[Point placement records]
>> start

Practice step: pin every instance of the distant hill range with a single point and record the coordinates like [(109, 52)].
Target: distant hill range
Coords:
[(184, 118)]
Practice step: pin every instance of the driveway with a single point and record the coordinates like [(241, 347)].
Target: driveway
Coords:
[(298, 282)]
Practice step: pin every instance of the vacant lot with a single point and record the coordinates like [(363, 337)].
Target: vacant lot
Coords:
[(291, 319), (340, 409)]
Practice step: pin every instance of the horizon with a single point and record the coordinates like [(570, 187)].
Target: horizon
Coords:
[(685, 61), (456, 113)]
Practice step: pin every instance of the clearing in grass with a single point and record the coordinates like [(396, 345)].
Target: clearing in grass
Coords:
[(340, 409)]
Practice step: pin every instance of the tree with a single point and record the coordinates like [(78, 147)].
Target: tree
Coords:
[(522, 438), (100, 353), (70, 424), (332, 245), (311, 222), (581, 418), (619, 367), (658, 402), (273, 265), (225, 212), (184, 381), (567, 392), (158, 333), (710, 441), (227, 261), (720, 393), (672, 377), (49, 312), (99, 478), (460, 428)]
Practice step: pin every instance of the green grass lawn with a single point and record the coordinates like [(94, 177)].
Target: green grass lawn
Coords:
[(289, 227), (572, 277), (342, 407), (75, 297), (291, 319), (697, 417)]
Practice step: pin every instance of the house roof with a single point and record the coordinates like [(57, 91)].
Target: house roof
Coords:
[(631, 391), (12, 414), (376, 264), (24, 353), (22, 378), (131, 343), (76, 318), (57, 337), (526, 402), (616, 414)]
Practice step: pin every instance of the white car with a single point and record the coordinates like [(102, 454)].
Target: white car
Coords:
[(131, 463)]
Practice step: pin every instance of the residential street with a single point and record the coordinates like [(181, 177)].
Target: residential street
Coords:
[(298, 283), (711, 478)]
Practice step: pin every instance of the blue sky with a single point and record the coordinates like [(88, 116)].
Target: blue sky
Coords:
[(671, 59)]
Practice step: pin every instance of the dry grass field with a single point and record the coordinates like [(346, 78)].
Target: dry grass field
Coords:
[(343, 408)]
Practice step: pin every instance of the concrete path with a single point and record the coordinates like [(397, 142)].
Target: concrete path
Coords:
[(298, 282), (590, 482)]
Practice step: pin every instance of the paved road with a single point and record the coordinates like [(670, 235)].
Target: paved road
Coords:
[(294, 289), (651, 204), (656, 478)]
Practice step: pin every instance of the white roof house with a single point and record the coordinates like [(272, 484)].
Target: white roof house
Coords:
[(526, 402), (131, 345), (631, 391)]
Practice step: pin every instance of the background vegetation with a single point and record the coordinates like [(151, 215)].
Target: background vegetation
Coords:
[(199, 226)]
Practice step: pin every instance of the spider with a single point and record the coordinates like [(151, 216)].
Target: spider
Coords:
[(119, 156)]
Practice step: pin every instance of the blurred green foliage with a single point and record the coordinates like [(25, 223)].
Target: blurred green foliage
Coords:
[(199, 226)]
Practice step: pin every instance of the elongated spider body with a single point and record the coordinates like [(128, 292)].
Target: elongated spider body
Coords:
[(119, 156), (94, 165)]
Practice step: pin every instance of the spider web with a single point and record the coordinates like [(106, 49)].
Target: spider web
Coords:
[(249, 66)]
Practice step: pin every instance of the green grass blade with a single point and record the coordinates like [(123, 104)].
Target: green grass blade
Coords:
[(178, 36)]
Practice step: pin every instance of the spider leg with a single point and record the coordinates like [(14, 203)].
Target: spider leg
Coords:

>> end

Reproduce verbatim the data from the line containing "Practice step: pin every instance of the clearing" through the line containing "402), (616, 414)]", keeping both of those lines.

Practice step: pin every instance of the clearing in grass with a single point and record the coordinates like [(396, 345)].
Target: clearing in grass
Coords:
[(340, 409)]
Practice step: pin every instance of the tree with a single point and record the coordinates like [(78, 147)].
Target: tree
Coords:
[(522, 438), (100, 353), (70, 424), (332, 245), (311, 222), (581, 418), (619, 367), (658, 402), (273, 265), (225, 212), (184, 381), (567, 392), (158, 333), (710, 441), (227, 261), (720, 393), (672, 377), (49, 312), (99, 478), (460, 428)]
Practice step: pin every instance of the green grass lawn with a single point and record the coordinates like [(94, 177)].
Target: green grass lawn
Coords:
[(289, 227), (572, 277), (342, 407), (75, 297), (291, 319), (697, 417)]
Practice step: pin every instance of the house roof with a single point and record the coordinates like [(57, 91)].
Target: house roof
Coords:
[(631, 391), (12, 414), (376, 264), (24, 353), (22, 378), (131, 343), (76, 318), (57, 337), (526, 402), (616, 414)]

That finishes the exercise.